TEXTE DE LA PAGE -
▼
Folks vs “Giselle” - Un dialogue postmoderne

L’hypothèse émise dans de cet article peut surprendre... Néanmoins j’ai décidé de suivre mon imagination et d’envisager un dialogue entre les deux oeuvres - “Giselle” (Jean Coralli et Jules Perrot 1832, Mats Ek 1982) et “Folks” (Yuval Pick 2012)
En examinant au-delà de la naïveté de l’écriture chorégraphique de l’époque romantique nous pouvons constater que “Giselle” est l’histoire d’un individu hors du commun qui cherche sa place dans le cercle social et ne la trouve pas car il ne répond pas aux conventions sociales. Comme le montre Mats Ek dans sa célèbre interprétation de “Giselle” : l’esprit libre, incontrôlable ( Giselle ) menace l’ordre social. Pour Mats Ek la conséquence de la ségrégation était la folie ; pour Théophile Gautier la conséquence était la mort. (Théophile Gautier écrit le libretto de “Giselle” en inspirant d’une poème de Heinrich Heine).

Les deux œuvres - romantiques et modernes - sont divisées en deux actes :
les premiers actes proposent une scénographie rurale et un vocabulaire chorégraphique venant de la danse folklorique. Les deuxièmes actes apportent un changement total. Dans l’oeuvre romantique le village devient une forêt et la danse folklorique est changée par la danse céleste des sylphides. La forêt de la période romantique symbolise le côté obscur et mystérieux de l’existence humaine. Dans l’oeuvre moderne de Mats Ek le deuxième acte a lieu dans une clinique psychiatrique et la danse folklorique est remplacée par une expressivité corporelle qui tente d’illustrer des situations et des actions de malades mentaux.
▲
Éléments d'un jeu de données
▼
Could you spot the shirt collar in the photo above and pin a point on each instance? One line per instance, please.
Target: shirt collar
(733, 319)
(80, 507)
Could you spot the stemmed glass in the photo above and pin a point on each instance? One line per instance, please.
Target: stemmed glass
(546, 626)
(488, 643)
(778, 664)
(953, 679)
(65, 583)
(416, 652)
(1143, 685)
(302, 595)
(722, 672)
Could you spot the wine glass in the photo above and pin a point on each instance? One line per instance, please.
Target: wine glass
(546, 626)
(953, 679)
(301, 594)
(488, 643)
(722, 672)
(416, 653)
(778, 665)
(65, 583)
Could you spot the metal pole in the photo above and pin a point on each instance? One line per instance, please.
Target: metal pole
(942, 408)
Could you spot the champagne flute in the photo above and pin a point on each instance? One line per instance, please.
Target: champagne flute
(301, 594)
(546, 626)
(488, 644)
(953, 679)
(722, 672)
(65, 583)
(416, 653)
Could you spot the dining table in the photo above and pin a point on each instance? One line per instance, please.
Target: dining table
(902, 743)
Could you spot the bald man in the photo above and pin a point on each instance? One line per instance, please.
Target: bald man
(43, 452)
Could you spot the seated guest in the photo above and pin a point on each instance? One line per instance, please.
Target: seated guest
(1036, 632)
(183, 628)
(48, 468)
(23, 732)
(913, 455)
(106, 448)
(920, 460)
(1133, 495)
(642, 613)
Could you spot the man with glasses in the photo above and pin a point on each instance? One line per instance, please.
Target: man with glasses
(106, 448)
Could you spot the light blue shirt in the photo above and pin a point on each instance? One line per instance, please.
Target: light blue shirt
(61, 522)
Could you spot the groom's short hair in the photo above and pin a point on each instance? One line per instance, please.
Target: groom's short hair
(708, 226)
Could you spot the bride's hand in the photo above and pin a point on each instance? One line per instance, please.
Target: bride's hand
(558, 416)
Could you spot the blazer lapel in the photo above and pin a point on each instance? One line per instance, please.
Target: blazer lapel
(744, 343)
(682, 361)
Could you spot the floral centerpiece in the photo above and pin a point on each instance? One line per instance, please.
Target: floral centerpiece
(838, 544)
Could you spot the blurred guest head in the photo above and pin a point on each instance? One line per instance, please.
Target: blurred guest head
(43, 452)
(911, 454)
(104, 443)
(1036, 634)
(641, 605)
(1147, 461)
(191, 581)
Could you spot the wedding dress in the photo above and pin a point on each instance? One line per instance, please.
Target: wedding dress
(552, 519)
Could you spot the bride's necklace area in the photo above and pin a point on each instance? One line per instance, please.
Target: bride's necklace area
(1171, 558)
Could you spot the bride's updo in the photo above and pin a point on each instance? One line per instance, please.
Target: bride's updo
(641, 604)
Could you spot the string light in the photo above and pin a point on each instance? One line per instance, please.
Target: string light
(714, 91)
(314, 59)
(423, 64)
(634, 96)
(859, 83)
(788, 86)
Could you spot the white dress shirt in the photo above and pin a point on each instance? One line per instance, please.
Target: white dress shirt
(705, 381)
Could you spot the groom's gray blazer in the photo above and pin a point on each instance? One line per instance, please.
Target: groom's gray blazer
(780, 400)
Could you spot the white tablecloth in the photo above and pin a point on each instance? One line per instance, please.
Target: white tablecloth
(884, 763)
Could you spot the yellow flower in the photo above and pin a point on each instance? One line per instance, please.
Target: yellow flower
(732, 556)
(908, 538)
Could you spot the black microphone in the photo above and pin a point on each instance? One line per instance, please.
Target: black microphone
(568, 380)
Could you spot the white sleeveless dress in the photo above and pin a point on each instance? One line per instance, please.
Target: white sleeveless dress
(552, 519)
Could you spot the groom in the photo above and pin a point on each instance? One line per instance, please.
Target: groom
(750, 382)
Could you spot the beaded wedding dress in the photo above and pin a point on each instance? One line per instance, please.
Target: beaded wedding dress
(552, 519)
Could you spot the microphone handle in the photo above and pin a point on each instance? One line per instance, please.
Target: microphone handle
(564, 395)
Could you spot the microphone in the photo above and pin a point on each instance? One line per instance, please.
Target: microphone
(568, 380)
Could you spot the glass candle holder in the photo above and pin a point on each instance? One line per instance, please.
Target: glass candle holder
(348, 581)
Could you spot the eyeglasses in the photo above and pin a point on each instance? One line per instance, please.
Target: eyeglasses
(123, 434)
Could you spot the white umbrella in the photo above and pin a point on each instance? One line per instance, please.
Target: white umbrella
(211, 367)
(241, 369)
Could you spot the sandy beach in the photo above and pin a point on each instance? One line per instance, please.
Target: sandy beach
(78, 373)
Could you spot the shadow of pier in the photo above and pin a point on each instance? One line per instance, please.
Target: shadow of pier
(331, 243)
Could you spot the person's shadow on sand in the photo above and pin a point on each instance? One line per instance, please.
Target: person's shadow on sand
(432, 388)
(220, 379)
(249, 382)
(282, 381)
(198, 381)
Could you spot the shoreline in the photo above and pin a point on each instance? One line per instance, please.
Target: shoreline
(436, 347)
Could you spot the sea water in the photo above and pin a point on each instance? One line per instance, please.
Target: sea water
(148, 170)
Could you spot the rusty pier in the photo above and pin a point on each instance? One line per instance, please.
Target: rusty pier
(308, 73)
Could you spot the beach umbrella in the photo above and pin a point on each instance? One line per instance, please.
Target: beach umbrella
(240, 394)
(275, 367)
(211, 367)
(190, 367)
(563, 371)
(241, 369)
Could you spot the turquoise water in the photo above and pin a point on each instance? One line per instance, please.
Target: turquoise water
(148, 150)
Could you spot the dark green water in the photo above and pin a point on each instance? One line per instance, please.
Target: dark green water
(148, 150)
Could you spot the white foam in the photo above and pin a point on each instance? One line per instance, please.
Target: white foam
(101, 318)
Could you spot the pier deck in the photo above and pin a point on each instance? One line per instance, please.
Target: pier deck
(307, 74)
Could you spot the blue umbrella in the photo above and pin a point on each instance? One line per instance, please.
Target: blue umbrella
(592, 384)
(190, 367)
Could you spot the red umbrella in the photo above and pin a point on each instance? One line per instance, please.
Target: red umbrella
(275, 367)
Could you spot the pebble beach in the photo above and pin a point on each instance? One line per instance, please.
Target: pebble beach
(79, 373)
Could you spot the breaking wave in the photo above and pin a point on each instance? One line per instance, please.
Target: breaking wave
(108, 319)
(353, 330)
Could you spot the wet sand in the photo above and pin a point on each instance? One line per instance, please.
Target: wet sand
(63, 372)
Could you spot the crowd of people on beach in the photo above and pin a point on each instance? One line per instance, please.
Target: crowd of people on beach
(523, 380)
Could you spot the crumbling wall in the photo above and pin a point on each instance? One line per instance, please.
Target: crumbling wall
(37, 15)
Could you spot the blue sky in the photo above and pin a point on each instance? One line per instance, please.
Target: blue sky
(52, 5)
▲
CONSIGNE DÉTAILLÉE -
Pourriez-vous prolonger le texte comparant « Giselle » et « Folks » en reprenant juste après sa dernière phrase ? Ce matériel n'intervient en rien dans ce travail.

RÉPONSE RÉDIGÉE -
L’oeuvre de Yuval Pick pourrait être associée à “Giselle” par trois aspects : les conflits entre l’individu et l’ordre social ; la danse folklorique et la division en deux actes qui exposent deux réalités bien différentes.

A la base du langage chorégraphique de “Folks” on retrouve la danse folklorique avec ses pas corrélés, en se donnant la main, ainsi que le rythme et la répétition qui établissent la force du groupe. Les structures chorégraphique (la ligne et le cercle) unissent la tribu.
Les conflits entre l’individu et la société se traduisent par les tensions entre ces structures et leur rupture, leur déchirement par les individus ou une restriction de l’individu par le groupe. En sortant du groupe les individus offrent un laungage plus névrotique - secouer, sauter, trembler. L’unisson donne au groupe une force brutale et violente, la tentative de briser cet unisson restrictif les amène vers la folie.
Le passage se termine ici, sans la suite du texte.